##### TEXTAUSSCHNITT #####
Die Wissenschaftler der HAWC-Kollaboration haben nun mit ihrem Gammastrahlen-Observatorium High Altitude Water Cherenkov Detector (HAWC) zwei der verdächtigten Pulsare („Geminga“ und „PSR B0656+14“) samt ihrer Umgebung ins Visier genommen und die Form dieser Objekte im höchstenergetischen Gammalicht – rund 10 Billionen Mal energiereicher als sichtbares Licht – sowie ihr Energiespektrum detailliert vermessen. Die Ergebnisse sprechen Geminga und PSR B0656+14 frei.

Rubén López-Coto vom MPI für Kernphysik, einer der Korrespondenzautoren der in Science erschienenen Studie, erklärt: „Die mit HAWC gemessenen Gammastrahlen bestätigen, dass aus der Umgebung der beiden Pulsare energiereiche Positronen entkommen, aber unsere Analyse ihrer Ausbreitung zeigt auch klar, dass sie keinen wesentlichen Beitrag zum beobachteten Positronen-Überschuss leisten können.“ Denn die von den beiden Pulsaren ins All geschleuderten Teilchen sind viel langsamer als erwartet und können die Erde deshalb nicht erreichen. „Das hat möglicherweise erhebliche Auswirkungen auf unser generelles Verständnis der kosmischen Strahlung“, ergänzt Jim Hinton, der am MPI für Kernphysik die Abteilung „Nichtthermische Astrophysik“ leitet.
##### VORLIEGENDE EINTRÄGE #####
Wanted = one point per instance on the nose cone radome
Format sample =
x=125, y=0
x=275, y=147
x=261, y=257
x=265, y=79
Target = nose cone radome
#####
▸ AUFGABEN
1 - Gib aus dem Text über die beiden Pulsare die Passage ab „Die Wissenschaftler der“ bis einschließlich „PSR B0656+14 frei.“ wortgetreu zurück.
2 - Erkläre in ein bis drei Sätzen anhand des Textes über die beiden Pulsare, warum Geminga und PSR B0656+14 keinen wesentlichen Beitrag zum beobachteten Positronen-Überschuss leisten können.
3 - Setze den Text über die beiden Pulsare nach seinem letzten Satz fort.

▸ ANTWORTEN JE AUFGABE
1 -
Die Wissenschaftler der HAWC-Kollaboration haben nun mit ihrem Gammastrahlen-Observatorium High Altitude Water Cherenkov Detector (HAWC) zwei der verdächtigten Pulsare („Geminga“ und „PSR B0656+14“) samt ihrer Umgebung ins Visier genommen und die Form dieser Objekte im höchstenergetischen Gammalicht – rund 10 Billionen Mal energiereicher als sichtbares Licht – sowie ihr Energiespektrum detailliert vermessen. Die Ergebnisse sprechen Geminga und PSR B0656+14 frei.

2 - Die von den beiden Pulsaren ins All geschleuderten Teilchen sind viel langsamer als erwartet. Deshalb können sie die Erde nicht erreichen.

3 -
Das HAWC-Observatorium steht auf etwa 4100 m Höhe an der Flanke des Vulkans Sierra Negra im Nationalpark Pico de Orizaba, Mexiko. Es besteht aus 300 dicht beieinander stehenden Tanks mit je 7,3 m Durchmesser und einer Höhe von 4,5 m, die mit hochreinem Wasser gefüllt sind. Wenn höchstenergetisches Gammalicht auf die Lufthülle der Erde trifft, zerschlägt es dort Atome, sodass Kaskaden von Elementarteilchen, sogenannte Teilchenschauer, entstehen. Diese Teilchen erzeugen in den Wassertanks blaue Lichtblitze, die von empfindlichen Lichtsensoren registriert werden. Daraus können die Forscher Energie und Herkunftsrichtung des ursprünglichen Gammastrahls ableiten.

Trägt man die Herkunft aller beobachteten Gammastrahlen in eine Himmelskarte ein, entstehen Bilder der einzelnen Gammastrahlungs-Quellen. Dazu zählen die Überreste explodierter Sterne; allerdings kommt das höchstenergetische Gammalicht nicht von den Sternleichen direkt. Vielmehr entsteht es in ihrem ‚Trümmerfeld‘, wenn extrem beschleunigte Teilchen auf niederenergetisches Licht treffen. Die Größe dieses ‚Trümmerfelds‘ – der Himmelsbereich, der im höchstenergetischen Gammalicht hell leuchtet – hängt davon ab, wie schnell sich die Materie von ihrem kosmischen Beschleuniger entfernt. So konnten die HAWC-Wissenschaftler abschätzen, wie viele Positronen von den beiden Pulsaren die Erde erreicht haben könnten.

Entscheidend für die Messungen war der Weitwinkelblick von HAWC, das diese ausgedehnten Gammaquellen als Ganzes erfassen kann. Nur so lässt sich die Ausbreitung der Teilchen direkt bestimmen. Teleskopsysteme wie etwa H.E.S.S. haben dafür ein zu kleines Sichtfeld. „Diese Messung illustriert schön, welches große Potenzial die Methode von HAWC – die Schauerteilchen am Boden nachzuweisen – für die Gammastrahlen-Astronomie hat. Sie ergänzt hervorragend die Möglichkeiten von Tscherenkow-Teleskopen”, unterstreicht Hinton.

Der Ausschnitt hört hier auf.